◆ Problem to work on
The entries below must be retyped in full. Keep every word the same.

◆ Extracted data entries
- - - - -
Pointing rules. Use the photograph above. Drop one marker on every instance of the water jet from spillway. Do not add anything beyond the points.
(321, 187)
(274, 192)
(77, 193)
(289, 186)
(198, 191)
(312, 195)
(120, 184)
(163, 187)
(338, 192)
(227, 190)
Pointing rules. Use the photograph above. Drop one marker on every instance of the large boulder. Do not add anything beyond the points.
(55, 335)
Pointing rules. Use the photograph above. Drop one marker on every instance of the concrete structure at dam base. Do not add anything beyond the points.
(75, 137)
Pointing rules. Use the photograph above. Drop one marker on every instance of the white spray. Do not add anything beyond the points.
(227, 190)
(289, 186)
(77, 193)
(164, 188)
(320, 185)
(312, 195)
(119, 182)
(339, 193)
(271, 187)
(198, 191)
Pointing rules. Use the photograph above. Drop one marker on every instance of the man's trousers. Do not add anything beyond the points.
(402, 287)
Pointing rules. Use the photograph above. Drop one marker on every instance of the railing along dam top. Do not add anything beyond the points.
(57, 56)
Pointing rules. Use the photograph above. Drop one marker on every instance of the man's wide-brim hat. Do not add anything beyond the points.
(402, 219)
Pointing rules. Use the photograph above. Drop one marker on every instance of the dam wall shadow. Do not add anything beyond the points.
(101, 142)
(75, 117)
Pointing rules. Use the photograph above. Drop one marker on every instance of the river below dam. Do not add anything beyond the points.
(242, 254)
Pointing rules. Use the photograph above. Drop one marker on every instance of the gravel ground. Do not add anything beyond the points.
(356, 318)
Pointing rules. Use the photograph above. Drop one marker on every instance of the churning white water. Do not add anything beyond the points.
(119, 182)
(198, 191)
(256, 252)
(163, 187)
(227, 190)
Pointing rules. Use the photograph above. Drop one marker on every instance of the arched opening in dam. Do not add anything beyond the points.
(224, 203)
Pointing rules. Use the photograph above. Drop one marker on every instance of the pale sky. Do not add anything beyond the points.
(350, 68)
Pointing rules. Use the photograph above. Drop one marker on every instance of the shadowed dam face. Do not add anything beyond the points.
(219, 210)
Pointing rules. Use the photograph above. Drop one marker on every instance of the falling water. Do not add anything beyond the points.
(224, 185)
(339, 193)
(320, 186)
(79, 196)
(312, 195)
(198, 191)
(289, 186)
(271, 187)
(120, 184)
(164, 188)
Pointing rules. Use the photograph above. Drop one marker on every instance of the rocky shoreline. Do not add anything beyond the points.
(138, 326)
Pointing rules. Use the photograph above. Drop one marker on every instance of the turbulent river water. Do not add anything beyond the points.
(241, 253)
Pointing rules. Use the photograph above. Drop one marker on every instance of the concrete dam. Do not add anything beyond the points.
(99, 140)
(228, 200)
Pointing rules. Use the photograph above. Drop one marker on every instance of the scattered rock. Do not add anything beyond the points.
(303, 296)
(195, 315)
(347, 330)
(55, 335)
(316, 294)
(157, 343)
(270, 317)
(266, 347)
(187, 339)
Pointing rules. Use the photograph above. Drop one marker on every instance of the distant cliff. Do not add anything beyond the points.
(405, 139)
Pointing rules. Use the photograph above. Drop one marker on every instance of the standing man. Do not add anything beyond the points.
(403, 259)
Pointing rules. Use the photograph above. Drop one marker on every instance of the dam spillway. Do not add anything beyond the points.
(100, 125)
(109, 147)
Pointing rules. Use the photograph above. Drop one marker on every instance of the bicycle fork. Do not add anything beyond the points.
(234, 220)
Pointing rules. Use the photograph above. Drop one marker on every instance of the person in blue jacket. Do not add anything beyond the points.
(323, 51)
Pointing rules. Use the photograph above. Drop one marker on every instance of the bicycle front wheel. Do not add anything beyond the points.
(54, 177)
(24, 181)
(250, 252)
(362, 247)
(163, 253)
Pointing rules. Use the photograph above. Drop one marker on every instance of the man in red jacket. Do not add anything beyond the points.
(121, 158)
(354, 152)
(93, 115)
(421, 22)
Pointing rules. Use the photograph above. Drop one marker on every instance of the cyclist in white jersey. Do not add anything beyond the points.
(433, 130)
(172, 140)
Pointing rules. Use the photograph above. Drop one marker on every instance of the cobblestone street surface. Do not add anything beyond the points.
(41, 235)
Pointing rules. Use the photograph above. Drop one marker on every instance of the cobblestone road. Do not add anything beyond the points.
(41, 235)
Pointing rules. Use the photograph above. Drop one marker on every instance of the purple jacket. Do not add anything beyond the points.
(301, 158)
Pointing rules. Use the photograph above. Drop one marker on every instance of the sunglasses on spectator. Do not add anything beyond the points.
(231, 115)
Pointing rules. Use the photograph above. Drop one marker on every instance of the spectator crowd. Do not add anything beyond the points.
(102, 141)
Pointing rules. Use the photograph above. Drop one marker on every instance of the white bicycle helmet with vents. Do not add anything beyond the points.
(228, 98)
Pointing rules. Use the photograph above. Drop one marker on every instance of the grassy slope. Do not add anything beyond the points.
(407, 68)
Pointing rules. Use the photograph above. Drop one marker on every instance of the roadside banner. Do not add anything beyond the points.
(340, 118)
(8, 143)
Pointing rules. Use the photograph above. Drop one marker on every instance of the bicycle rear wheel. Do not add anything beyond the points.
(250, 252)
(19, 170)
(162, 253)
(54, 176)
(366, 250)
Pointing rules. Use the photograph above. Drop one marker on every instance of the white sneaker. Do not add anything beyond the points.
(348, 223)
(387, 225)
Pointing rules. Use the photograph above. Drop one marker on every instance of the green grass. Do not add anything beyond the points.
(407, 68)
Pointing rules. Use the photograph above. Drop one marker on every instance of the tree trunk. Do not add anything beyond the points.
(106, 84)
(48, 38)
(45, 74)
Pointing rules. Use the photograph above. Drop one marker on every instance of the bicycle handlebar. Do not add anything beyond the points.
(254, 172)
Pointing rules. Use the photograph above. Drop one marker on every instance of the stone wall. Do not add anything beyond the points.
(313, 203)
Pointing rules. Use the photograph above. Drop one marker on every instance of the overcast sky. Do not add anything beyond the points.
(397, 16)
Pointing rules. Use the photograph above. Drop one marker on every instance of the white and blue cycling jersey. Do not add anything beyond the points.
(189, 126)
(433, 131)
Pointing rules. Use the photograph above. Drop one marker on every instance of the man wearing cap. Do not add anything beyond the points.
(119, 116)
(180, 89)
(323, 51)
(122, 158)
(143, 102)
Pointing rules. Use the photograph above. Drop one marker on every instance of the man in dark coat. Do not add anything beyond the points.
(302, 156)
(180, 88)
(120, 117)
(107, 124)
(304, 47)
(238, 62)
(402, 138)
- - - - -
◆ Output for this task
Pointing rules. Use the photograph above. Drop one marker on every instance of the water jet from spillway. Do not add anything beyond the points.
(321, 187)
(274, 192)
(77, 193)
(289, 186)
(198, 191)
(312, 195)
(120, 184)
(163, 187)
(338, 192)
(227, 190)
Pointing rules. Use the photograph above. Drop one marker on every instance of the large boulder. Do not add anything beyond the points.
(55, 335)
Pointing rules. Use the photograph above. Drop one marker on every instance of the concrete structure at dam base. Do not add anything beyond the points.
(75, 137)
Pointing rules. Use the photograph above. Drop one marker on every instance of the white spray. Do not add anything beyond the points.
(227, 190)
(289, 186)
(77, 193)
(164, 188)
(320, 185)
(312, 195)
(119, 182)
(339, 193)
(271, 187)
(198, 191)
Pointing rules. Use the photograph above. Drop one marker on every instance of the man's trousers. Do not add anything beyond the points.
(402, 287)
Pointing rules. Use the photograph above. Drop one marker on every instance of the railing along dam top. Do not add anything beyond the points.
(57, 56)
Pointing rules. Use the photograph above. Drop one marker on every instance of the man's wide-brim hat. Do not add anything beyond the points.
(402, 219)
Pointing rules. Use the photograph above. Drop one marker on every instance of the dam wall shadow. Do not add anything beyond the points.
(101, 142)
(75, 117)
Pointing rules. Use the photograph above. Drop one marker on every instance of the river below dam. Do not add anything beyond the points.
(242, 254)
Pointing rules. Use the photograph above. Drop one marker on every instance of the gravel ground. Do not add anything beyond the points.
(356, 318)
Pointing rules. Use the photograph above. Drop one marker on every instance of the churning white water. Do not add anything beyond the points.
(119, 182)
(198, 191)
(256, 252)
(163, 187)
(227, 190)
Pointing rules. Use the photograph above. Drop one marker on every instance of the arched opening in dam. Do not add anything beyond the points.
(224, 203)
Pointing rules. Use the photograph above. Drop one marker on every instance of the pale sky. Do not add anything beyond the points.
(350, 68)
Pointing rules. Use the photograph above. Drop one marker on every instance of the shadowed dam face. Do not add anything beyond the points.
(219, 210)
Pointing rules. Use the photograph above. Drop one marker on every instance of the falling water. Do not add anything beyond the points.
(224, 185)
(339, 193)
(320, 186)
(79, 196)
(312, 195)
(198, 191)
(289, 186)
(271, 187)
(120, 184)
(164, 188)
Pointing rules. Use the photograph above. Drop one marker on every instance of the rocky shoreline. Do not add anything beyond the points.
(138, 326)
Pointing rules. Use the photograph above. Drop one marker on every instance of the turbulent river water. Do not add anything beyond the points.
(241, 253)
Pointing rules. Use the photograph above. Drop one marker on every instance of the concrete dam. Do not add anything beyond the points.
(99, 140)
(228, 200)
Pointing rules. Use the photograph above. Drop one marker on every instance of the scattered rock. Do not add anything beyond the points.
(303, 296)
(195, 315)
(347, 330)
(55, 335)
(316, 294)
(157, 343)
(270, 317)
(266, 347)
(187, 339)
Pointing rules. Use the photograph above. Drop one marker on every instance of the distant cliff. Do not add anything beyond the points.
(405, 139)
Pointing rules. Use the photograph above. Drop one marker on every instance of the standing man. Do not add anything beyond the points.
(403, 259)
Pointing rules. Use the photograph above. Drop one marker on every instance of the dam spillway. Do not add anything beyond the points.
(100, 125)
(109, 147)
Pointing rules. Use the photograph above. Drop one marker on every instance of the bicycle fork. Do not add anything beyond the points.
(234, 220)
Pointing rules. Use the photograph above. Drop one marker on every instance of the person in blue jacket. Do not add anything beyond the points.
(323, 51)
Pointing rules. Use the photograph above. Drop one marker on every instance of the bicycle front wheel. Do not add anything beyond the points.
(54, 177)
(24, 181)
(250, 252)
(362, 247)
(163, 253)
Pointing rules. Use the photograph above. Drop one marker on every instance of the man in red jacket. Do not add anything beyond the points.
(121, 158)
(354, 152)
(93, 115)
(421, 22)
Pointing rules. Use the photograph above. Drop one marker on every instance of the cyclist in white jersey. Do not add anything beyond the points.
(433, 130)
(172, 140)
Pointing rules. Use the photograph above. Drop one marker on every instance of the cobblestone street surface. Do not add anything beyond the points.
(41, 235)
Pointing rules. Use the photograph above. Drop one marker on every instance of the cobblestone road. Do not add anything beyond the points.
(41, 235)
Pointing rules. Use the photograph above. Drop one marker on every instance of the purple jacket. Do not add anything beyond the points.
(301, 158)
Pointing rules. Use the photograph above. Drop one marker on every instance of the sunglasses on spectator. Do not add anything beyond the points.
(231, 115)
Pointing rules. Use the photograph above. Drop one marker on every instance of the spectator crowd. Do not add anything beyond the points.
(102, 141)
Pointing rules. Use the photograph above. Drop one marker on every instance of the white bicycle helmet with vents. Do not add anything beyond the points.
(228, 98)
Pointing rules. Use the photograph above. Drop one marker on every instance of the grassy slope. Do not add anything beyond the points.
(407, 68)
Pointing rules. Use the photograph above. Drop one marker on every instance of the roadside banner. Do not add anything beyond the points.
(340, 118)
(8, 143)
Pointing rules. Use the photograph above. Drop one marker on every instance of the bicycle rear wheel. Do not add anything beyond the points.
(250, 252)
(19, 170)
(162, 253)
(54, 176)
(366, 250)
Pointing rules. Use the photograph above. Drop one marker on every instance of the white sneaker. Do not add anything beyond the points.
(348, 223)
(387, 225)
Pointing rules. Use the photograph above. Drop one marker on every instance of the green grass. Do not add anything beyond the points.
(407, 68)
Pointing rules. Use the photograph above. Drop one marker on every instance of the tree trunk. Do not add anything beyond the points.
(106, 84)
(48, 38)
(45, 74)
Pointing rules. Use the photograph above. Drop one marker on every instance of the bicycle handlebar. Do not add anything beyond the points.
(254, 172)
Pointing rules. Use the photograph above. Drop one marker on every instance of the stone wall. Do not add anything beyond the points.
(313, 203)
Pointing rules. Use the photograph above. Drop one marker on every instance of the overcast sky. Do not add anything beyond the points.
(397, 16)
Pointing rules. Use the photograph above. Drop one marker on every instance of the white and blue cycling jersey. Do not add anything beyond the points.
(189, 126)
(433, 131)
Pointing rules. Use the photograph above. Drop one marker on every instance of the man wearing cap. Do not add anything beyond the points.
(119, 116)
(180, 89)
(323, 51)
(122, 158)
(143, 102)
Pointing rules. Use the photograph above. Drop one marker on every instance of the man in dark coat. Do not add anything beyond the points.
(302, 156)
(180, 88)
(120, 117)
(107, 124)
(304, 47)
(238, 62)
(402, 138)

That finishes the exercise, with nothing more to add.